╭─ Text block

You can use binned_statistic
from scipy.stats that supports various statistic functions to be applied in chunks across a 1D array. To get the chunks, we need to sort and get positions of the shifts (where chunks change), for which np.unique
would be useful. Putting all those, here's an implementation -
from scipy.stats import binned_statistic as bstat
# Sort data corresponding to argsort of first column
sdata = data[data[:,0].argsort()]
# Unique col-1 elements and positions of breaks (elements are not identical)
unq_x,breaks = np.unique(sdata[:,0],return_index=True)
breaks = np.append(breaks,data.shape[0])
# Use binned statistic to get grouped average and std deviation values
idx_range = np.arange(data.shape[0])
avg_y,_,_ = bstat(x=idx_range, values=sdata[:,1], statistic='mean', bins=breaks)
std_y,_,_ = bstat(x=idx_range, values=sdata[:,1], statistic='std', bins=breaks)

╰─
╭─ Extracted records

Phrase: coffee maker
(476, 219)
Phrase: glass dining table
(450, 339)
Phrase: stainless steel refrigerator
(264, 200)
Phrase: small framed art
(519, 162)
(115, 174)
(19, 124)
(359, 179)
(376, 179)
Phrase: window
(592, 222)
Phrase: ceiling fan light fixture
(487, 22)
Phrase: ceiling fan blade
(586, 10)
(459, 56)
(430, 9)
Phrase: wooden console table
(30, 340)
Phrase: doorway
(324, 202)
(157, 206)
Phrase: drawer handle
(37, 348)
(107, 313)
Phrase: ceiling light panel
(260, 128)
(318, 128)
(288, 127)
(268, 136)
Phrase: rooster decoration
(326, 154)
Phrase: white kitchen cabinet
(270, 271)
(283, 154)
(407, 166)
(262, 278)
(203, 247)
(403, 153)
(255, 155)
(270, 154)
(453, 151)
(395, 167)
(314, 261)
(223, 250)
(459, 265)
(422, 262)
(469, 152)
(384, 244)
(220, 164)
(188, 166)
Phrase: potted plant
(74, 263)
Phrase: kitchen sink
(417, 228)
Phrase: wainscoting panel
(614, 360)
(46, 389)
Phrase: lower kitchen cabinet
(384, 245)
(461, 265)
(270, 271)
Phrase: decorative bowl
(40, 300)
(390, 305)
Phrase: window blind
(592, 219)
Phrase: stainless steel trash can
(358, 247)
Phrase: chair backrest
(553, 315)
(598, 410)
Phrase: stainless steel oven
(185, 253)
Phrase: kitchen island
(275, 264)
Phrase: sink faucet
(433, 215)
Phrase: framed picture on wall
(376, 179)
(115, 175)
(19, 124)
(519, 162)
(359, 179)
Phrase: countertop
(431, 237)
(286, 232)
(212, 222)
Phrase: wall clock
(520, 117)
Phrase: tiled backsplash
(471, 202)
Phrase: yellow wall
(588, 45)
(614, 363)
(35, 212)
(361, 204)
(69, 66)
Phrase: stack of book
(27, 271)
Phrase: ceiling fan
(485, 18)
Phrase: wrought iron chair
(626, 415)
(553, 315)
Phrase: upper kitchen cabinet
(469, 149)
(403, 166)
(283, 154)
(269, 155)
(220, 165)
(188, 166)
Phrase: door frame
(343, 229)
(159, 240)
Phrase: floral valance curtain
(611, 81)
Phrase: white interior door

╰─

## Exercises to complete:
• A. In the grouped-statistics answer above, which NumPy function gives the positions where the chunks change?
• B. Pick up the grouped-statistics answer above from its last line and carry it on.

## Outputs for the tasks:
• A. np.unique

• B.
From the docs of binned_statistic
, one can also use a custom statistic function :
function : a user-defined function which takes a 1D array of values,
and outputs a single numerical statistic. This function will be called
on the values in each bin. Empty bins will be represented by
function([]), or NaN if this returns an error.
Sample input, output -
In [121]: data
Out[121]:
array([[2, 5],
[2, 2],
[1, 5],
[3, 8],
[0, 8],
[6, 7],
[8, 1],
[2, 5],
[6, 8],
[1, 8]])
In [122]: np.column_stack((unq_x,avg_y,std_y))
Out[122]:
array([[ 0. , 8. , 0. ],
[ 1. , 6.5 , 1.5 ],
[ 2. , 4. , 1.41421356],
[ 3. , 8. , 0. ],
[ 6. , 7.5 , 0.5 ],
[ 8. , 1. , 0. ]])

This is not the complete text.